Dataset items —
■ ■ ■

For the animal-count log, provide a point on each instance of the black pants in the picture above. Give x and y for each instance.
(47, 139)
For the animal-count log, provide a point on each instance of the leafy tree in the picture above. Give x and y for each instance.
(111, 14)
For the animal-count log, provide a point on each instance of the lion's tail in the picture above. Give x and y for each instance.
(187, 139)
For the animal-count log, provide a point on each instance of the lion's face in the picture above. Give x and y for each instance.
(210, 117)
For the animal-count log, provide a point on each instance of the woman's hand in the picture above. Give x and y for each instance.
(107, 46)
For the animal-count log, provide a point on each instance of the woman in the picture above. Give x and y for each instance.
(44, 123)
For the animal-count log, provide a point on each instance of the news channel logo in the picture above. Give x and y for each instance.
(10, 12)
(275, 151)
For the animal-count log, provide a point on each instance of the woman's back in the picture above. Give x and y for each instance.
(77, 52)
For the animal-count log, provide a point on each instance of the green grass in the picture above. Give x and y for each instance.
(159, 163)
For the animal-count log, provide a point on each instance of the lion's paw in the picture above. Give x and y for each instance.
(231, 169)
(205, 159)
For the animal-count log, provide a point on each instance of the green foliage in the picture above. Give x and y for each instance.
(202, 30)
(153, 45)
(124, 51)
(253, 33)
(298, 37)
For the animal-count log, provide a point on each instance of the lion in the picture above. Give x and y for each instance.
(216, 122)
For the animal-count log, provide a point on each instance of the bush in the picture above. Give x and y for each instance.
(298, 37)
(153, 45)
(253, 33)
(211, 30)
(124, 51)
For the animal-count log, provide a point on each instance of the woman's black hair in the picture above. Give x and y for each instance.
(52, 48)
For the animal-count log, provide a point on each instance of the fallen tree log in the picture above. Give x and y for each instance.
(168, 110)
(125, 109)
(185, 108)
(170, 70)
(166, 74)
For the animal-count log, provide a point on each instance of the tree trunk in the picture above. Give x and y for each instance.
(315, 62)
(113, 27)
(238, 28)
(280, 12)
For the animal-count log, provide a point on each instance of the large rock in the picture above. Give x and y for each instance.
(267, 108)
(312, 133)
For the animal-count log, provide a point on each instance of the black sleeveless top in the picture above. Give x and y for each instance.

■ ■ ■

Work to be completed — In the answer, return exactly the lines from the line containing "the lion in" to the end of the records above, and no others.

Written solution —
For the animal-count log, provide a point on each instance of the lion in the picture above. Give x and y for each instance.
(216, 122)
For the animal-count log, provide a point on each instance of the bush in the picture above. Give x and y for each instance.
(298, 37)
(153, 45)
(253, 33)
(211, 30)
(124, 51)
For the animal-count log, provide a point on each instance of the woman's black hair in the picture above. Give x and y for each instance.
(52, 48)
For the animal-count log, provide a point on each instance of the fallen tree log in the picture above. Give x and y for each instance.
(168, 110)
(125, 109)
(185, 108)
(170, 70)
(166, 74)
For the animal-count log, provide a point on each instance of the tree trunk in the picture above. Give x and y for each instance.
(315, 62)
(113, 27)
(238, 28)
(280, 12)
For the animal-count log, provide a point on each instance of the large rock in the picture above. Give x and y for each instance.
(267, 108)
(312, 133)
For the animal-count log, provide a point on each instance of the black sleeveless top in the picture above. Give x and y for each instance.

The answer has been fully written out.